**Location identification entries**

------------------------------------------------------------

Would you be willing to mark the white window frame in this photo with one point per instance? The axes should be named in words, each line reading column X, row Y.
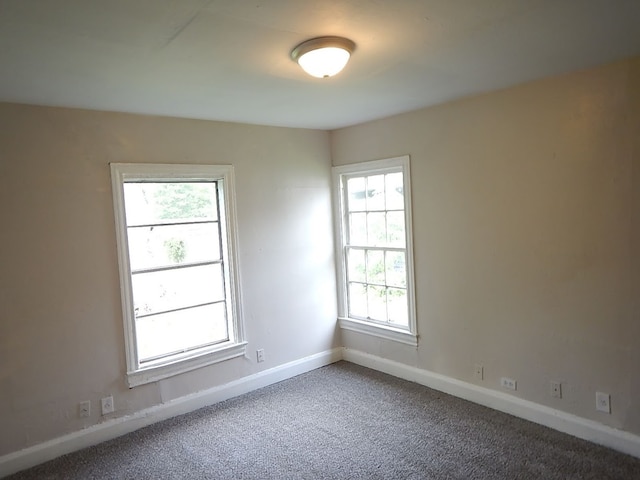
column 236, row 345
column 407, row 335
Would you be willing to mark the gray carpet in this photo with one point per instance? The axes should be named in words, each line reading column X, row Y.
column 342, row 422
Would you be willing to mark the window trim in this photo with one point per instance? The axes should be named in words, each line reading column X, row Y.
column 236, row 345
column 409, row 335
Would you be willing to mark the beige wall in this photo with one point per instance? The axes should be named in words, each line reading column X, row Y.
column 61, row 334
column 526, row 211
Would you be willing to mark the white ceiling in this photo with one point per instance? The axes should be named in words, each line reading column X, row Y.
column 229, row 60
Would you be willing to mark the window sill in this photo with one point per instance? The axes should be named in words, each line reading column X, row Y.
column 382, row 331
column 154, row 373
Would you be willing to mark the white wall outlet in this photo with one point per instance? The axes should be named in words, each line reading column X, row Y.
column 508, row 383
column 107, row 405
column 555, row 389
column 603, row 402
column 85, row 409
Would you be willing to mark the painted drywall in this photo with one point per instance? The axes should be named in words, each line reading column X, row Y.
column 61, row 333
column 526, row 219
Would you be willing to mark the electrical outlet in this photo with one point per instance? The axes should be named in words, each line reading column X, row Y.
column 508, row 383
column 85, row 409
column 107, row 404
column 556, row 389
column 603, row 402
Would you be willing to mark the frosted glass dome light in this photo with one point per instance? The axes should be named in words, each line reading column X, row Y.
column 324, row 56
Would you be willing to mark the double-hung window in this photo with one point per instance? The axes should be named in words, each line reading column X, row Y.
column 178, row 270
column 375, row 259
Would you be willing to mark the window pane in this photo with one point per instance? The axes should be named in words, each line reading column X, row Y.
column 375, row 267
column 358, row 228
column 171, row 244
column 397, row 302
column 356, row 192
column 396, row 269
column 170, row 289
column 150, row 203
column 376, row 229
column 357, row 300
column 394, row 191
column 395, row 229
column 356, row 265
column 179, row 331
column 375, row 192
column 377, row 303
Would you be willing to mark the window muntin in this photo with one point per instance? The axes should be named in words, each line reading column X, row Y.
column 178, row 270
column 375, row 267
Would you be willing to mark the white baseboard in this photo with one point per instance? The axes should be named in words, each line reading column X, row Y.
column 579, row 427
column 29, row 457
column 564, row 422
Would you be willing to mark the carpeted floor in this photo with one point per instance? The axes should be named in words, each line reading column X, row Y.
column 342, row 422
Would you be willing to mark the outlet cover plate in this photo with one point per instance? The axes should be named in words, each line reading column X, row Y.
column 508, row 383
column 603, row 402
column 85, row 409
column 107, row 405
column 556, row 389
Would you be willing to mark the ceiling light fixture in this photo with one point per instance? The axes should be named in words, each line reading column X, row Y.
column 323, row 56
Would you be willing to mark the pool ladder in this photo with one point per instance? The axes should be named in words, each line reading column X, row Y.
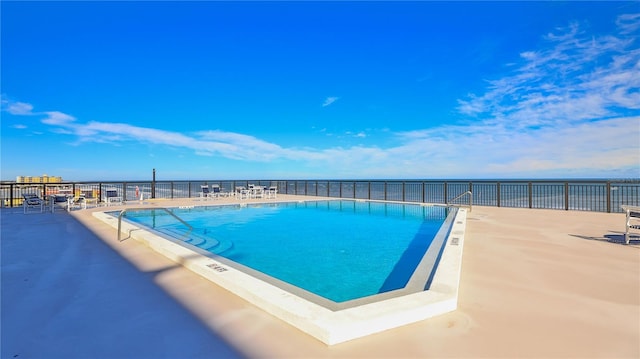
column 460, row 196
column 122, row 213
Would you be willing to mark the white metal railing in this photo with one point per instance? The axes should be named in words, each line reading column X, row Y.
column 468, row 193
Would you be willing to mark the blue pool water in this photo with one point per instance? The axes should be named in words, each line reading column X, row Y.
column 340, row 250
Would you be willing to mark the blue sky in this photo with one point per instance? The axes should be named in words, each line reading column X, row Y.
column 326, row 90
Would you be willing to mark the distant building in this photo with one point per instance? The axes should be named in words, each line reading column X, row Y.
column 42, row 179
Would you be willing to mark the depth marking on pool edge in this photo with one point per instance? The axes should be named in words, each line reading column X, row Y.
column 216, row 267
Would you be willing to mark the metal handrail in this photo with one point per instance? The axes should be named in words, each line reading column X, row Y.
column 147, row 208
column 460, row 196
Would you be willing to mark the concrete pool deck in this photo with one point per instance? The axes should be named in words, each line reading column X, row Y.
column 534, row 283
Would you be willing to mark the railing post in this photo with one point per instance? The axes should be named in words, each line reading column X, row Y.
column 11, row 189
column 608, row 196
column 446, row 196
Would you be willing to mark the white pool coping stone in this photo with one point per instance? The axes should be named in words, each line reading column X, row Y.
column 327, row 325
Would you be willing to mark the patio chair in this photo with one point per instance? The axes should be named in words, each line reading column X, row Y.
column 216, row 192
column 632, row 221
column 31, row 200
column 112, row 197
column 76, row 202
column 204, row 191
column 242, row 193
column 272, row 192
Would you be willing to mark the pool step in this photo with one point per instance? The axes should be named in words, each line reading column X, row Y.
column 199, row 240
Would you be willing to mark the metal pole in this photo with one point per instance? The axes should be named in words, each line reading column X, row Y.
column 153, row 184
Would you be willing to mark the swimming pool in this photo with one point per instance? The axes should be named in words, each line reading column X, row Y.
column 366, row 248
column 397, row 285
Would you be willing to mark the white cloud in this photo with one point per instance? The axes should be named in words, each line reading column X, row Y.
column 19, row 108
column 329, row 100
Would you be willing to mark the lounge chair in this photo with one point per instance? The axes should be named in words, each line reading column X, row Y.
column 632, row 221
column 272, row 192
column 76, row 202
column 31, row 200
column 216, row 192
column 204, row 191
column 242, row 193
column 112, row 197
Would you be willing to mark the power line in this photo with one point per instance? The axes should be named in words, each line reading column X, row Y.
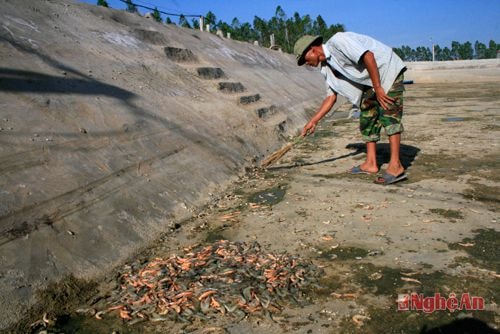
column 168, row 14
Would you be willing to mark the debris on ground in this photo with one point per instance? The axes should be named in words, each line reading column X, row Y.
column 226, row 277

------------------------------------------------------------

**PROBLEM TO WORK ON**
Please quote every line of the records above verbatim, omitting the pictures.

**RESULT**
Would you be willing to mark the white window frame in this photo with one point per instance? The axes should be named in words, each line reading column X, row Y.
column 236, row 345
column 407, row 335
Would you be willing to mark the gray carpet in this photo with one point per instance? The axes should be named in words, each line reading column X, row Y.
column 342, row 422
Would you be willing to mark the window trim in this photo with one point per instance? The axes should be named in words, each line reading column X, row Y.
column 236, row 345
column 409, row 335
Would you be willing to mark the beige wall in this photo with one point per instance? The axes should be named in words, each line reading column X, row Y.
column 61, row 334
column 526, row 211
Would you be willing to mark the white ceiling in this photo with one point per instance? The axes should be named in words, each line reading column X, row Y.
column 229, row 60
Would you be willing to mark the window sill in this photo with one point per instance? The axes should be named in words, each line reading column X, row Y.
column 382, row 331
column 154, row 373
Would you be willing to mark the white wall outlet in this photo with one point per instance? The axes should be named in words, each line reading column X, row Y.
column 508, row 383
column 107, row 405
column 555, row 389
column 603, row 402
column 85, row 409
Would you be willing to mark the painted drywall in this photo with one point per instance? The axes should be named in words, each line reading column X, row Y.
column 61, row 333
column 526, row 219
Would you be willing to mark the electrical outlet in this photo with one point per instance? The axes should be named in words, each line reading column X, row Y.
column 508, row 383
column 85, row 409
column 107, row 404
column 556, row 389
column 603, row 402
Would you be willing to mark the frosted glass dome light in this photo with one point per instance? The axes should be named in words, each line reading column X, row Y.
column 324, row 56
Would you be willing to mark the double-hung window in this photo with one point per instance? The axes should be named in words, each line reading column X, row Y.
column 178, row 270
column 375, row 259
Would you be willing to mark the window pane in this photo with one point per instance? The axes should be named in words, each line reading column X, row Y.
column 375, row 267
column 358, row 228
column 171, row 244
column 397, row 302
column 356, row 192
column 396, row 269
column 170, row 289
column 150, row 203
column 376, row 229
column 357, row 300
column 394, row 191
column 395, row 229
column 356, row 265
column 179, row 331
column 375, row 192
column 377, row 303
Would you be willing to mark the window muntin in this photo with one point per instance? The axes should be named in words, each line reading column X, row Y.
column 178, row 270
column 375, row 267
Would you be willing to mark the white baseboard in this photo with one point per instance? The axes should be named in words, each line reading column X, row Y.
column 579, row 427
column 29, row 457
column 564, row 422
Would you be willing to mark the carpeted floor in this photo with one point per instance? The axes should be named in words, each line reading column X, row Y.
column 342, row 422
Would you be willing to mark the outlet cover plate in this photo with one point per instance? The axes should be named in words, each line reading column X, row Y.
column 508, row 383
column 603, row 402
column 85, row 409
column 107, row 405
column 556, row 389
Would you be willing to mark the ceiling light fixture in this photo with one point per instance? The axes should be named in words, each line reading column X, row Y.
column 323, row 56
Would you be willing to mark the pool ladder in this photo with one point per instance? The axes should be named in words, each line reading column X, row Y.
column 460, row 196
column 122, row 213
Would you be willing to mark the white metal railing in this photo with one point per instance? The axes should be named in words, each line reading column X, row Y.
column 468, row 193
Would you be willing to mark the blue pool water in this photo with one point per instance? The axes should be named in words, each line reading column X, row Y.
column 340, row 250
Would you be willing to mark the blue sky in this photo with one point per instance? The axes should be named in words, each line reading column X, row Y.
column 326, row 90
Would you be willing to mark the distant building in this photo with one point per instance? The axes should be named in words, each line reading column X, row Y.
column 42, row 179
Would you be willing to mark the depth marking on pool edge in this photo with one point per instance? The axes should be named in words, each line reading column X, row Y.
column 216, row 267
Would you be willing to mark the metal handrail in this photo with one point per instance? The axes should be named in words, each line reading column X, row Y.
column 147, row 208
column 460, row 196
Would you be willing to mark the concrete pool deck in this photo with one point per instance? The axes should be named in words, each line reading column X, row Y.
column 534, row 283
Would you be willing to mark the railing post in this photo with one point per instance? The axes should be named in words, each line reading column X, row Y.
column 11, row 189
column 608, row 196
column 446, row 196
Would you be willing to mark the white pool coping stone in this photo with one point per instance? The axes should be named in words, each line reading column X, row Y.
column 327, row 325
Would you be willing to mark the patio chair in this photo with one point per instance? The axes should be named in words, each line reading column X, row Y.
column 216, row 192
column 632, row 221
column 31, row 200
column 112, row 197
column 76, row 202
column 204, row 191
column 242, row 193
column 272, row 192
Would you be willing to mark the pool step in this photo with one point per instance? The axes should be named in words, each line reading column X, row Y.
column 199, row 240
Would you be willing to mark the metal pole in this photo with one point per instance? The axes should be named in words, each line reading column X, row Y.
column 153, row 184
Would you be willing to mark the swimming pool in this photo with one point per instance? The axes should be named in words, each line reading column X, row Y.
column 366, row 248
column 397, row 285
Would you be willing to mark the white cloud in this photo with one point per instance? The axes should be named in words, each line reading column X, row Y.
column 19, row 108
column 329, row 100
Would you be willing to mark the lounge chair in this photo with one point per instance? The axes should be named in words, each line reading column X, row Y.
column 632, row 221
column 272, row 192
column 76, row 202
column 31, row 200
column 216, row 192
column 204, row 191
column 242, row 193
column 112, row 197
Would you be willing to mark the power line in this photo with one point per instance? The axes should be named in words, each line reading column X, row Y.
column 168, row 14
Would you be willing to mark the debris on ground in this photo with one point per instance? The axes should be named in words, each line reading column X, row Y.
column 226, row 277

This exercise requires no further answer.